(Stored data)

-=-=-=-=-

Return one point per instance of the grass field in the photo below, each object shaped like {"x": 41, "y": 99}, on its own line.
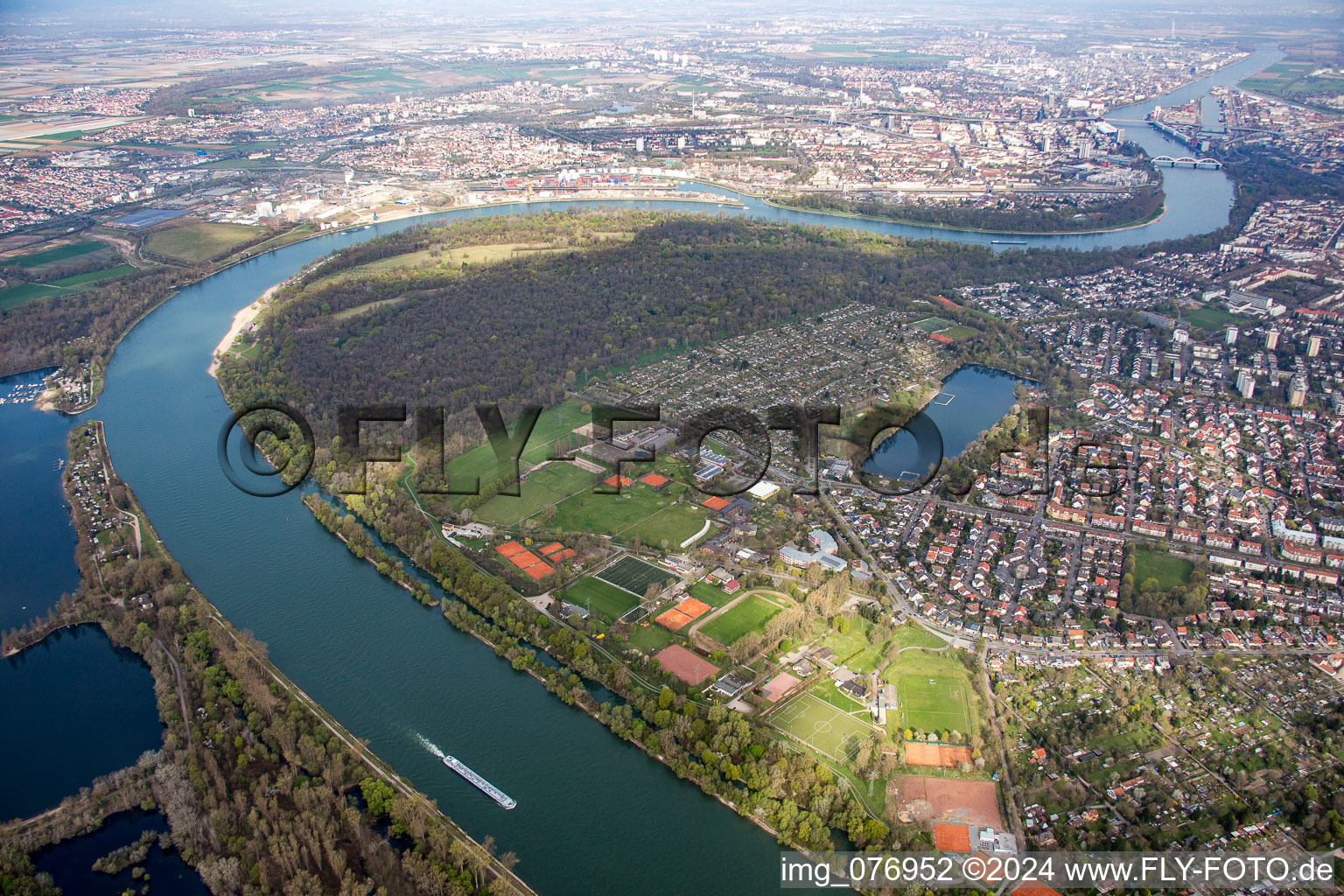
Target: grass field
{"x": 1210, "y": 318}
{"x": 932, "y": 324}
{"x": 854, "y": 648}
{"x": 634, "y": 575}
{"x": 651, "y": 639}
{"x": 599, "y": 597}
{"x": 20, "y": 293}
{"x": 674, "y": 526}
{"x": 749, "y": 615}
{"x": 709, "y": 594}
{"x": 547, "y": 485}
{"x": 1170, "y": 571}
{"x": 958, "y": 332}
{"x": 941, "y": 705}
{"x": 195, "y": 243}
{"x": 912, "y": 635}
{"x": 822, "y": 727}
{"x": 553, "y": 424}
{"x": 60, "y": 254}
{"x": 94, "y": 276}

-=-=-=-=-

Task to carry out: When copying the entries above, keep each word as it is and exclude any image.

Written solution:
Return one point per instance of the grass field in the photo below, each object shaped like {"x": 41, "y": 99}, on its own line.
Target: grass field
{"x": 1210, "y": 318}
{"x": 932, "y": 324}
{"x": 854, "y": 648}
{"x": 634, "y": 575}
{"x": 651, "y": 639}
{"x": 599, "y": 597}
{"x": 20, "y": 293}
{"x": 674, "y": 526}
{"x": 749, "y": 615}
{"x": 709, "y": 594}
{"x": 547, "y": 485}
{"x": 1170, "y": 571}
{"x": 958, "y": 332}
{"x": 941, "y": 705}
{"x": 195, "y": 243}
{"x": 912, "y": 635}
{"x": 822, "y": 727}
{"x": 553, "y": 424}
{"x": 60, "y": 254}
{"x": 94, "y": 276}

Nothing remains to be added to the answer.